Set task 1.
Can you gather every line of the listing below that contains the string "Target"? Case counts.

[BEGIN Source]

Welcome to "Playwright Spotlight" — your exclusive backstage pass to the creative minds crafting the incredible plays featured in our Theatrefolk catalogue. Discover the magic, quirks, and genius of the playwrights who help bring the stage to life. Let's meet one of these exceptional playwrights who offers the chance for your student performers to shine in their spotlight.


What inspired you to start writing plays specifically for high school & middle school students?

I taught playwriting to middle through high school students for many years at an arts magnet school and with several theatre companies. I also wrote plays on topics of science and biodiversity that toured to K-12 students throughout western Pennsylvania. I've spent a lot of time with this age group. They have their own stories to tell and their own particular interests. I like working with them.


Can you share a bit about your creative process when developing plays that resonate with students?

For me, an idea has to resonate within myself first. If it's not important to me, how can it be important to anyone else, no matter their age? I also write fiction, so when an idea comes to me for any story, it generally comes with a sense of who the audience is and the genre -- those are both essential parts of any story. Then, I have to do the work to shape it accordingly. Writing for a younger audience means I have to be a partner with them and be able to go along for the ride in the same way they will, understanding their concerns, language, environments, influences, etc. And, I have to say, it's still very easy for me to feel like a kid.


Are there any challenges you face when writing for student performers, and how do you overcome them?

I always have to be careful about the complexity of my language. I love Shakespeare, I love Dickens, I studied Latin for five years. I can tolerate a level of complexity that a younger person may struggle with. BUT I also want to be playful with language even when working towards crafting dialogue that rings true.


What themes or messages do you aim to convey through your plays?

I have the goal for everything that I write these days for it to instill the importance of caring and community. No matter if comedy, drama, parody, realism, historical, contemporary -- it all comes down to what we're making of this world and hoping that that is a caring community for one and all.

[END Source]
[BEGIN Stored data]

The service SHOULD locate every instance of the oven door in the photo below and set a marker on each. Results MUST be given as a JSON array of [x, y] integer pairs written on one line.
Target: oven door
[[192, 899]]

[END Stored data]
[BEGIN Stored data]

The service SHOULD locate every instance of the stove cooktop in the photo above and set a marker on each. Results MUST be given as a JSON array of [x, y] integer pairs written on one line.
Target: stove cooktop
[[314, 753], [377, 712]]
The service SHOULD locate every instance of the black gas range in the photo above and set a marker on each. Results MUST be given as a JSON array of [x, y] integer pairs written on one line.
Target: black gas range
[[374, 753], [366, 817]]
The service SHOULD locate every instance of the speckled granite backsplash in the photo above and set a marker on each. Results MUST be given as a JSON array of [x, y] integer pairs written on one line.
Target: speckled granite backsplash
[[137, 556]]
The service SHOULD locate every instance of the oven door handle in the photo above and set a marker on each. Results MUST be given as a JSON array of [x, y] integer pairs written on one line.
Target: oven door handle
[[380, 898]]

[END Stored data]

Set task 2.
Could you write out the part of the playwright interview above between "For me, an idea" and "like a kid.", inclusive, word for word?

Exercise output 1.
Target: oven door
Target: stove cooktop
Target: black gas range
Target: speckled granite backsplash
Target: oven door handle

Exercise output 2.
For me, an idea has to resonate within myself first. If it's not important to me, how can it be important to anyone else, no matter their age? I also write fiction, so when an idea comes to me for any story, it generally comes with a sense of who the audience is and the genre -- those are both essential parts of any story. Then, I have to do the work to shape it accordingly. Writing for a younger audience means I have to be a partner with them and be able to go along for the ride in the same way they will, understanding their concerns, language, environments, influences, etc. And, I have to say, it's still very easy for me to feel like a kid.